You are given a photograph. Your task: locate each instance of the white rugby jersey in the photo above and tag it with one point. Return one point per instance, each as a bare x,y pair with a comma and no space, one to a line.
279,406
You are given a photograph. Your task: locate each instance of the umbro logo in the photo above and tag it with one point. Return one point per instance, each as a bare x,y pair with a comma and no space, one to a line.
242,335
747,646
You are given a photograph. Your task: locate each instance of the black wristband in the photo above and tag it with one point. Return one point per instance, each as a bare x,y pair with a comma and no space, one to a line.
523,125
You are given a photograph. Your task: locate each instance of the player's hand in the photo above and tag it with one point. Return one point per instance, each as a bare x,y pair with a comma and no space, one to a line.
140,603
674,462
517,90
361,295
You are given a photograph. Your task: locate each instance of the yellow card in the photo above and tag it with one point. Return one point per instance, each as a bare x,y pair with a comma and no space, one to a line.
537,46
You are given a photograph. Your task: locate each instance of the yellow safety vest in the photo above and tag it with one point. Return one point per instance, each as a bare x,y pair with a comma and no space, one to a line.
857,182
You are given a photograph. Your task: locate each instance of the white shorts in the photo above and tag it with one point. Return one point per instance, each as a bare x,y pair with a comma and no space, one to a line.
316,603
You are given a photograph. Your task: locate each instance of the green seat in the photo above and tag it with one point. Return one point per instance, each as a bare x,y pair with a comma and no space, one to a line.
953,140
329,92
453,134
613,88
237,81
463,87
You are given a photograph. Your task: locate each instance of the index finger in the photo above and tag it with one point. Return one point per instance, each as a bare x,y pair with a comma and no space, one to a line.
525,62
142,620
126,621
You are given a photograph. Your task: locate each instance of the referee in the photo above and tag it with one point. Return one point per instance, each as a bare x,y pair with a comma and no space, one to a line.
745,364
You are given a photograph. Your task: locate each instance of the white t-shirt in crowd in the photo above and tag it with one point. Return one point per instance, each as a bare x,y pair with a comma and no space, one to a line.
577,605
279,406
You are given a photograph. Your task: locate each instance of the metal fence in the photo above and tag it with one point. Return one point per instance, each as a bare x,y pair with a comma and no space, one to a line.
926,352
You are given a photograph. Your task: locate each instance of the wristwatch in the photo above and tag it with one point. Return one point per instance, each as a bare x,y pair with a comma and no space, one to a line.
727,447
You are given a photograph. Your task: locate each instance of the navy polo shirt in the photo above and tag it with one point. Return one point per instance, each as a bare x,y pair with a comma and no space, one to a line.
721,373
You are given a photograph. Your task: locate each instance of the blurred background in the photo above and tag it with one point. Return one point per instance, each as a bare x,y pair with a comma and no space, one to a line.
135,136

#####

**Aim**
Output every record above verbatim, in the same order and with the same line breaks.

**Reply**
You are given a photograph. Your task: locate each instance of the white rugby jersey in the photo above and tag it with one point. Return one point per instance, each as a bare x,y pair with a comma and no space, one to a line.
279,406
You are given a photograph. Your task: locate each instance of the umbro logo in the photo above and tag it with one point. Return one point per instance, each as a bare x,y pair with a comma and no space, one to a line.
242,335
747,646
You are given a photograph. Your task: locate each instance of the black wristband in the photo above and tag it with one point. Return one point per instance, each as a bare x,y pair with a comma and no space, one to a line.
523,125
You are given a photograph. Your task: locate each instance of the player's hand in the photo above and tag it with one point. Return one point per instance, each as a bare x,y pair with a comma and no space, one to a line.
140,603
674,462
517,90
361,295
You are given a photograph. Your task: locate each instance of the yellow card in the photo above and tag it with one point. Return one point per instance, each as a bare x,y pair with a comma and no space, one to a line.
537,46
You are given a photograph. Your task: locate each instance of the yellow safety vest in the photo above and tag it with one point. Return one point per instance, each as a bare x,y pair with a comma and no space, one to a line.
857,182
You are given a photograph. Your task: locate each instance of the white shorts in the photo above and tag it with one point. Return one point per instance, each as a bare x,y pair with a comma and no space, one to a line.
316,603
You are given a photograph. Your task: locate each instance of the green seat in the photo above and tag it with one point. Return one point per instance, each as a bare x,y pair with a comma and no space, one to a line.
953,140
329,92
453,134
613,88
237,81
463,87
You are given a photograph. Your task: locate each instance of the index finger in the photo above and tag it with one point. Return one point per instance, each as a bare x,y pair with a comma and no space, one to a line.
525,62
142,620
126,621
You are given a photograph. Your task: locate each instance of the referee in the photo above and tag it with one point. Return one point per instance, each as a bare x,y pair with a comma and no space, one to a line.
745,364
You are given a photograph. Your task: locate each instance of the white t-shirt in crowd in the photo above and tag it with one point. Return one point per instance, each as a bare x,y pair with a comma and no space, one to a line.
577,605
279,406
You are given a photograph. Your task: locate each instance of the metal fence in the photo above and tag it with one point. Return one point per instance, each as a bare x,y pair with a comma and no space, one to a line.
926,352
You are given a photograph. Your task: locate each instance of the wristwatch in the photo above and tag it with one point. Return one point per instance, each as a bare x,y pair with a comma and no space, one to a line.
727,447
You are given a photograph. Your task: locate each instance of the navy polo shirt in the photo above and tag it with one point. Return one point per instance, each as a bare x,y pair with a comma and no space, one to a line.
721,373
You are given a photograph. Your task: locate each instance of the blurred background in the photo above and tag it with one point. Return one point per instance, each as a bare x,y pair with a comma and no space, one to a line.
135,136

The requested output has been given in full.